-- begin DATA LINES --
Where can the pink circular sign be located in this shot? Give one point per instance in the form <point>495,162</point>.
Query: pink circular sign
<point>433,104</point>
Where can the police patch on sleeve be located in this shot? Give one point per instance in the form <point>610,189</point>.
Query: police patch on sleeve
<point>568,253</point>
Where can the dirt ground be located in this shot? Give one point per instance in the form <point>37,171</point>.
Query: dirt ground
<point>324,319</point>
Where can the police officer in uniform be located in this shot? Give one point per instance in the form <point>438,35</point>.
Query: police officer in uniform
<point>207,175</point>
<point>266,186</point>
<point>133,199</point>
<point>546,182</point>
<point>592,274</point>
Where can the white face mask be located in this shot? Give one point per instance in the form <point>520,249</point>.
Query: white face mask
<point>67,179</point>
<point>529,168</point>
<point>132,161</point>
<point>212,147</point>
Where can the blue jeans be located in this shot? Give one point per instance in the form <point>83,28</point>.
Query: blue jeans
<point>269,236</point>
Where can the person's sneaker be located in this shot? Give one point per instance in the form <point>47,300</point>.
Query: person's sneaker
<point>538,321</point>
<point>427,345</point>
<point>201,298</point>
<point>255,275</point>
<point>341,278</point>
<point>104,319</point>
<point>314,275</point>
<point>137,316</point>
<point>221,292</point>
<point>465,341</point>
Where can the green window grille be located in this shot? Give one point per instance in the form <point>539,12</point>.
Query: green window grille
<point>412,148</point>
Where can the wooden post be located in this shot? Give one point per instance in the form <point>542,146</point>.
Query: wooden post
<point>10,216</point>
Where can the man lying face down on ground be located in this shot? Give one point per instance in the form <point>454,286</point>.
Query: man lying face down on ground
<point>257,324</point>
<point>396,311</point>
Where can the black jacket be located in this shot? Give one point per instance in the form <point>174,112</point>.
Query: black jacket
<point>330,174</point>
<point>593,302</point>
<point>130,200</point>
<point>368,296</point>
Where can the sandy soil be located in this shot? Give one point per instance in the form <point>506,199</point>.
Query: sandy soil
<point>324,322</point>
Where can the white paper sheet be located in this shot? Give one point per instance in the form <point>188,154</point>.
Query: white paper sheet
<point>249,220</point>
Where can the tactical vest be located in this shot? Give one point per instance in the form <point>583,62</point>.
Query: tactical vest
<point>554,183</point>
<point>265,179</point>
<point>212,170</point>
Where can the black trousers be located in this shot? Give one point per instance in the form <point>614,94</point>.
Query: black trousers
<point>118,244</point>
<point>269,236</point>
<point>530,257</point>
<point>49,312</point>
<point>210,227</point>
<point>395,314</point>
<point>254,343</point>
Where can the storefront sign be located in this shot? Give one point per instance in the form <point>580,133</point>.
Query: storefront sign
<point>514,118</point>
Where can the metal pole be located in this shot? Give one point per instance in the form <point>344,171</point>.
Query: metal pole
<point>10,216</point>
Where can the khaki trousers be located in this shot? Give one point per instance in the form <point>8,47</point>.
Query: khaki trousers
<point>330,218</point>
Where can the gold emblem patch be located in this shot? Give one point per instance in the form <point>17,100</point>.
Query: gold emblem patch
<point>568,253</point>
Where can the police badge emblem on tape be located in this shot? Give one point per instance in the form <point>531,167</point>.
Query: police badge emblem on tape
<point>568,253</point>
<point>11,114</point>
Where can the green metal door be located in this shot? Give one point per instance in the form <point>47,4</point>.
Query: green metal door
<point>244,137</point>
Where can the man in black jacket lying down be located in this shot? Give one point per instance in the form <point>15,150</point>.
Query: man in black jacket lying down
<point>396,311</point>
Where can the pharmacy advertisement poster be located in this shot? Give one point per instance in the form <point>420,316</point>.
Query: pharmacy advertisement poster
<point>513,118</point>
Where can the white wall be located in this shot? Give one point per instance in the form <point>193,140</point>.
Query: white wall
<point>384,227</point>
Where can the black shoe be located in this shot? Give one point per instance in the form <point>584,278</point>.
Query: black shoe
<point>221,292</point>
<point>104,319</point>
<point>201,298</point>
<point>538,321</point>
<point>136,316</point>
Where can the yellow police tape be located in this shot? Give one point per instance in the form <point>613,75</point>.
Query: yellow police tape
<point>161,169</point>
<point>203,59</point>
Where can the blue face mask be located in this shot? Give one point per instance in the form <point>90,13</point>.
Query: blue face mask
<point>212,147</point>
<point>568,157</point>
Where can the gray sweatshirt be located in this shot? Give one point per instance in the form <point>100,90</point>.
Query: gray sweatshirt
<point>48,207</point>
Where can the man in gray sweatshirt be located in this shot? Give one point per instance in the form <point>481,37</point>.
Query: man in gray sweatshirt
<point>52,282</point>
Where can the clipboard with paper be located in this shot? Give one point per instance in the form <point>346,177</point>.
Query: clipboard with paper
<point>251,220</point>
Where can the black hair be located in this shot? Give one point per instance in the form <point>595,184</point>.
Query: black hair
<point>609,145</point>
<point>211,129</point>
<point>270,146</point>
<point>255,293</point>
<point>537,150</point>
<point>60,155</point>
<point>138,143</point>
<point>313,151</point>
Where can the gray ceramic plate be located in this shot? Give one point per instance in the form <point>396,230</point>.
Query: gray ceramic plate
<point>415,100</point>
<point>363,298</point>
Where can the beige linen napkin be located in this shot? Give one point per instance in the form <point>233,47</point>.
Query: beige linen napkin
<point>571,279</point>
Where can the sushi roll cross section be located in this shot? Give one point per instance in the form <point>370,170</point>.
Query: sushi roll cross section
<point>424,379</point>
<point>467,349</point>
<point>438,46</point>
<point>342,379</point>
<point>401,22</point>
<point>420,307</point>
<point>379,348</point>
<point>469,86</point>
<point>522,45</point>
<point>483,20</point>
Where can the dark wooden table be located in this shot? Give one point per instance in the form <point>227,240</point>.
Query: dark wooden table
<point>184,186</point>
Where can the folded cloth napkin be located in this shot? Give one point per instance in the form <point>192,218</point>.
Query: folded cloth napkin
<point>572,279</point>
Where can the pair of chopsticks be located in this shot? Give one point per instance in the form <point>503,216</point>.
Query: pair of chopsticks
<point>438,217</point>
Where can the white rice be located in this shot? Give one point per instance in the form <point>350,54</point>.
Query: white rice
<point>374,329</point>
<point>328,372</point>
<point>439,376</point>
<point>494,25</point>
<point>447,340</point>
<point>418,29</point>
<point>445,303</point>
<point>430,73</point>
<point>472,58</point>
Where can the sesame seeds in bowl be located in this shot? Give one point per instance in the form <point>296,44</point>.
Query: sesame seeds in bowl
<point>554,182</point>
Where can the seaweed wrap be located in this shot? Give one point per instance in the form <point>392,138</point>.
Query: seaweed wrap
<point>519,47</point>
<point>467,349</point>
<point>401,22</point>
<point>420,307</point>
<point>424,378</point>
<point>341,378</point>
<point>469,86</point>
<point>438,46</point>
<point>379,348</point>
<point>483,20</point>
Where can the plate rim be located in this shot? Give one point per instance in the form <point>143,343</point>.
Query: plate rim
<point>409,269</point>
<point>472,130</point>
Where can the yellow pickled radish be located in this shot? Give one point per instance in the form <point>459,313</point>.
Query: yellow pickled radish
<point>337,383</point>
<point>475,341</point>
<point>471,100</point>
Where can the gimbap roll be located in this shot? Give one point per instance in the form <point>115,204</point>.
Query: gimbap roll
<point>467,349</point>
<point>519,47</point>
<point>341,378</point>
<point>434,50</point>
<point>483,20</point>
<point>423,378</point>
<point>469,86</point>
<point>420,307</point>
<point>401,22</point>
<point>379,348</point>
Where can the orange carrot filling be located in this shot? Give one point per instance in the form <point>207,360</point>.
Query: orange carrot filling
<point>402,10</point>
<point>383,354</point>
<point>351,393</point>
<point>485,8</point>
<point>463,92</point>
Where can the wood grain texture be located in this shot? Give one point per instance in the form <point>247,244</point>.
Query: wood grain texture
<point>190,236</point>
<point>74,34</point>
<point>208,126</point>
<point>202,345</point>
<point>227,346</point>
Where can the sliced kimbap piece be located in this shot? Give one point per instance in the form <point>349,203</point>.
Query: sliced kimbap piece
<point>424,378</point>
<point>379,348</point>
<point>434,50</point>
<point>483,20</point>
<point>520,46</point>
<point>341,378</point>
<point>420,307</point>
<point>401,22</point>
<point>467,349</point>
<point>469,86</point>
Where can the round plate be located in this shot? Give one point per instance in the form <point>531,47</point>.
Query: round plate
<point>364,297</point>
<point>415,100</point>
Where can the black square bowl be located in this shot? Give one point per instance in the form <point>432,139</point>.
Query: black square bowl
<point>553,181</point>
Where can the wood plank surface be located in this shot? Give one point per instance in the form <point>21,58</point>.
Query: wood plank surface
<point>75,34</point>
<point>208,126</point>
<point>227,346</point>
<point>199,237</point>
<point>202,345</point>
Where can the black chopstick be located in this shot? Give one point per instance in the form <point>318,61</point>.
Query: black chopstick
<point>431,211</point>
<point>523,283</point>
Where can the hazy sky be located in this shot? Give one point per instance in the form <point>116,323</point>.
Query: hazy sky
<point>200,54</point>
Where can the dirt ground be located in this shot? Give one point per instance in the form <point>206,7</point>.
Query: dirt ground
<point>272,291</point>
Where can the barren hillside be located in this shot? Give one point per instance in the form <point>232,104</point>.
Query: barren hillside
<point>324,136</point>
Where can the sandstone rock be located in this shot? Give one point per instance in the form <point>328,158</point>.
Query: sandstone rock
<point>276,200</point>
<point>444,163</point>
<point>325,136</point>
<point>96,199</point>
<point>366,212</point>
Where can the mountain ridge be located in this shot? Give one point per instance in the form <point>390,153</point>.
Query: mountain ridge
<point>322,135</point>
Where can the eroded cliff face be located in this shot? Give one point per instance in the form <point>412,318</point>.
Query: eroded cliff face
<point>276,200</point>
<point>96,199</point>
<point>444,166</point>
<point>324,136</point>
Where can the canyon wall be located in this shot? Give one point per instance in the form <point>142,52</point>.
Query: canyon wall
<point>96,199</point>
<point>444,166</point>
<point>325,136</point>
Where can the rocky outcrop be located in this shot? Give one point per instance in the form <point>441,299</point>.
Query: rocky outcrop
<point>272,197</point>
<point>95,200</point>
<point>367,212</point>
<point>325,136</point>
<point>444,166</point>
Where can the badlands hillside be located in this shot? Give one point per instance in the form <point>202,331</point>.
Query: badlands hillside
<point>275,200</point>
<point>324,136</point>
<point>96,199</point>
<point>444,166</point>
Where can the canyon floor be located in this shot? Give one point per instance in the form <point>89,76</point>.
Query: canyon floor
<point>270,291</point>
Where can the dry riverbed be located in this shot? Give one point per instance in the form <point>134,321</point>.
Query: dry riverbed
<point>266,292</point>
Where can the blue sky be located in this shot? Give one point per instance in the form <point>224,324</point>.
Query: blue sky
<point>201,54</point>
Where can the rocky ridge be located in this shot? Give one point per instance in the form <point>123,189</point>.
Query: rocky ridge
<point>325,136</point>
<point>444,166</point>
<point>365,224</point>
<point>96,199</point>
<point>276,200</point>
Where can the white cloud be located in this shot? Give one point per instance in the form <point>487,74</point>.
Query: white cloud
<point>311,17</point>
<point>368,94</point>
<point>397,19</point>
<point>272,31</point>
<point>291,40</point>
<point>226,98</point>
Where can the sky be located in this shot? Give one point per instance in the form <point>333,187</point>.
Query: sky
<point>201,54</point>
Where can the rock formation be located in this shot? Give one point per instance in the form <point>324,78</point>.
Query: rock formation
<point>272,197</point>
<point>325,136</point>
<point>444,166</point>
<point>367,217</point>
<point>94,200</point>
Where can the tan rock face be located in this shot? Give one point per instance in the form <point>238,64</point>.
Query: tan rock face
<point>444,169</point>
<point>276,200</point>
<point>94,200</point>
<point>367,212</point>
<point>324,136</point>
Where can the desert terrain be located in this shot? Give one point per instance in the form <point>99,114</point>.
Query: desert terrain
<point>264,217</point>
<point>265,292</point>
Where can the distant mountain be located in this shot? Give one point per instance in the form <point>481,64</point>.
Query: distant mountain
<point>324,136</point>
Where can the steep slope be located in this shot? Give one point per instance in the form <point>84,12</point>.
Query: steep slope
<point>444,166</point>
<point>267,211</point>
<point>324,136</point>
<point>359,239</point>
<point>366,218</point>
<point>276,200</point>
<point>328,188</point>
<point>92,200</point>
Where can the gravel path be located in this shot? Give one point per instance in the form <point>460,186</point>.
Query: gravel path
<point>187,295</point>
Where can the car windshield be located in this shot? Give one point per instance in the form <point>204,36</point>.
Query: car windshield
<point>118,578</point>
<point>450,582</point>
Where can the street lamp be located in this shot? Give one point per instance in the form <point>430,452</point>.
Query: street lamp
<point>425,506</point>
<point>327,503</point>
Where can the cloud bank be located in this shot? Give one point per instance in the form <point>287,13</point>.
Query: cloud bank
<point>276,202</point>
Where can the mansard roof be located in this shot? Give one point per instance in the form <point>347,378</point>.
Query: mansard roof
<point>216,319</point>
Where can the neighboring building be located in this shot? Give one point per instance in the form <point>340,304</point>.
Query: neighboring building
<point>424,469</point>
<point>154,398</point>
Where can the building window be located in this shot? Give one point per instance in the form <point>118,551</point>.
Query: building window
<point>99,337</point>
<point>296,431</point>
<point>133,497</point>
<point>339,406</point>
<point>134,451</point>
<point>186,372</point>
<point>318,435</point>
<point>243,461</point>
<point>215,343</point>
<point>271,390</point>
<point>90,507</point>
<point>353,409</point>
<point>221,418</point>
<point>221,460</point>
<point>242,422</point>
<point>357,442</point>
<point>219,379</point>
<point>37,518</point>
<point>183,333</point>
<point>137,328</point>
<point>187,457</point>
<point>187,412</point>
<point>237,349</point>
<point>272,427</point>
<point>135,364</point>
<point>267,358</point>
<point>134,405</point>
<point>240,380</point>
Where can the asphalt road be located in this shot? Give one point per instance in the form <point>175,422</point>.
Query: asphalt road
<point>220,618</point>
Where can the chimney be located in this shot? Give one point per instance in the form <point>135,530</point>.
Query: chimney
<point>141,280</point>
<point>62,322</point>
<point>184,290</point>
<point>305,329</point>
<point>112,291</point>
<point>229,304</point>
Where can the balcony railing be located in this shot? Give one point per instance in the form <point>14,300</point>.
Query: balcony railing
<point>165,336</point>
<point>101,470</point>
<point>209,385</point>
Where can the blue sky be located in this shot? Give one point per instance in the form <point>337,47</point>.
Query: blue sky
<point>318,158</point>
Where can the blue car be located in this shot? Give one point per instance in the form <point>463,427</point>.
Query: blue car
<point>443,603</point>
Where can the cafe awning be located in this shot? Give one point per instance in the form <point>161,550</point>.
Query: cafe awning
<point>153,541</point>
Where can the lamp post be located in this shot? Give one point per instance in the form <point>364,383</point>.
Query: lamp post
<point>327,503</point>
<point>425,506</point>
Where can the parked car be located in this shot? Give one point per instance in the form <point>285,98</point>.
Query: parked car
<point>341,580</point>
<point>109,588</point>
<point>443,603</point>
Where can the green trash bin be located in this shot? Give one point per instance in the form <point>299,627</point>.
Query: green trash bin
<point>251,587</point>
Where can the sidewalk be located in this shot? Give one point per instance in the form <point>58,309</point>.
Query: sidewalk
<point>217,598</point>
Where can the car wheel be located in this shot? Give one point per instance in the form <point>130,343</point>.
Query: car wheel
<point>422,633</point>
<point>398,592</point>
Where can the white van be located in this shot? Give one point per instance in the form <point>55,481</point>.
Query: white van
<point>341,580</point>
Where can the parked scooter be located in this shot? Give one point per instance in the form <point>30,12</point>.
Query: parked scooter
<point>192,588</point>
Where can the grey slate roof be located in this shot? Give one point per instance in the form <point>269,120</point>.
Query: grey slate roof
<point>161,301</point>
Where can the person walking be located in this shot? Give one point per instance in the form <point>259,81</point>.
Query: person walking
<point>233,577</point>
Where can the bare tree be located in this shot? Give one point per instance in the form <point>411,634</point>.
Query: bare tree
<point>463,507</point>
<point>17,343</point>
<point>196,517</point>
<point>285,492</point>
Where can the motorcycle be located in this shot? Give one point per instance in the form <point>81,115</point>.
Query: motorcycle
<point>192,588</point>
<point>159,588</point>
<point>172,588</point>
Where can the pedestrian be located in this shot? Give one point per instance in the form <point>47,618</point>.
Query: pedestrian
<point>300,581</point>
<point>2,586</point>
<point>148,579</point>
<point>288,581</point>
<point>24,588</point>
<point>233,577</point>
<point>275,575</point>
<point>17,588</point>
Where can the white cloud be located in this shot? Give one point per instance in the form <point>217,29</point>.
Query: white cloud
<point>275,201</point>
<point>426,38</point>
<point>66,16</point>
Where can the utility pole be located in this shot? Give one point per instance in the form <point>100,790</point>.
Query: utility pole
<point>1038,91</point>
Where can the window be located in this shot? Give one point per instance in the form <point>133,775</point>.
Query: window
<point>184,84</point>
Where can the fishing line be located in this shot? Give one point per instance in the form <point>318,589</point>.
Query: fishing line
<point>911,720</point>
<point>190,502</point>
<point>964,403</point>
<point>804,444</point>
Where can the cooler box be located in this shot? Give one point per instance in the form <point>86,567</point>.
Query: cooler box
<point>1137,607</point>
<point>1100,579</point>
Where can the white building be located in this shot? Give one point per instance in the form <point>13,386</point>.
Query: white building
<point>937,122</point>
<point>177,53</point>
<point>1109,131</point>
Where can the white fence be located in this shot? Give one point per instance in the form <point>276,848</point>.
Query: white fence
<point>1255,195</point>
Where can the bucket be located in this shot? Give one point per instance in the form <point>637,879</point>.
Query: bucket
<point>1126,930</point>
-- end DATA LINES --
**YOUR INSTRUCTIONS:**
Repeat, without changes, every line from the one that contains "Where can the cooler" through the final line of the data.

**RESULT OF THE EXERCISE:**
Where can the cooler box be located in this shot? Give one point per instance in the form <point>86,567</point>.
Query: cooler box
<point>1137,607</point>
<point>1100,579</point>
Where can the white building be located in this shot? Give one point per instance in the form <point>13,386</point>.
Query: white building
<point>937,122</point>
<point>177,53</point>
<point>1109,131</point>
Where can the white fence be located in this shot? Give one point per instance in the form <point>276,848</point>.
Query: white fence
<point>1255,195</point>
Where can the bucket be located in this shot? Give one point per instance in the form <point>637,879</point>.
Query: bucket
<point>1126,930</point>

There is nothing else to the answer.